Dataset rows
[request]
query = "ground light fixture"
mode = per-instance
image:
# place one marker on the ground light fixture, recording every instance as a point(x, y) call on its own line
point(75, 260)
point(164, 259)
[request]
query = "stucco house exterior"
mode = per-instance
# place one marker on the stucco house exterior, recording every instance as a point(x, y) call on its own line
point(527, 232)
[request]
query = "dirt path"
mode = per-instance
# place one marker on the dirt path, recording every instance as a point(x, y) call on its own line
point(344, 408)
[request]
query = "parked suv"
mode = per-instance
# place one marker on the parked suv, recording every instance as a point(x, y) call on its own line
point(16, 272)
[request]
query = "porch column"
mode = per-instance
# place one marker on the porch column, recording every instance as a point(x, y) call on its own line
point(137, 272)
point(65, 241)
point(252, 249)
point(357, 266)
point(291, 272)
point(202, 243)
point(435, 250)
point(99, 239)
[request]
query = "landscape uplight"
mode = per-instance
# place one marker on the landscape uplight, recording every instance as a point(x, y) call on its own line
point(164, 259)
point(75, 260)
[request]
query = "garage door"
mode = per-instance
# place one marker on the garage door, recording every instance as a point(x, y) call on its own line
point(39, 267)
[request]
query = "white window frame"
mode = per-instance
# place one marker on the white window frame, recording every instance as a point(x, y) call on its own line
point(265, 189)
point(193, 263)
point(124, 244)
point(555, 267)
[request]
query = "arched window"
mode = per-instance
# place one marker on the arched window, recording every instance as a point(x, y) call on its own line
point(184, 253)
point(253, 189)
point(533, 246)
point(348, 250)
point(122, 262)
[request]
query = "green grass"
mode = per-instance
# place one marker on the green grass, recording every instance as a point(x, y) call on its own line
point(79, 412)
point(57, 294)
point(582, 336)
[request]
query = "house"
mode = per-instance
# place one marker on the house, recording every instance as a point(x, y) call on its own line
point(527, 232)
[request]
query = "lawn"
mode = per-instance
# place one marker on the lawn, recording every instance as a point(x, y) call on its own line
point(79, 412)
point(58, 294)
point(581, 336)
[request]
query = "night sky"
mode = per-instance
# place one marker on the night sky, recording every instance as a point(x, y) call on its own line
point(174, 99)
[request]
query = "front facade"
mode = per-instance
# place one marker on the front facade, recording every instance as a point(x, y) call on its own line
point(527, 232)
--
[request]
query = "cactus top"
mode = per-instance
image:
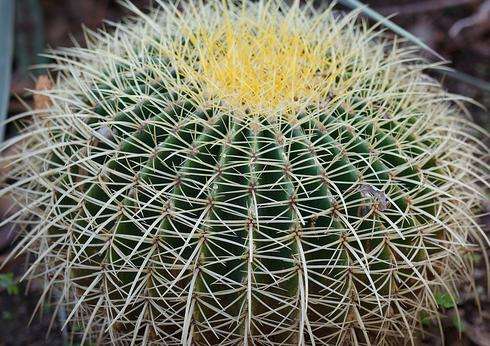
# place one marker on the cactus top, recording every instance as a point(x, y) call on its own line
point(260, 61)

To be done
Count the lines in the records above that contain the word "night". Give only the number.

Final result
2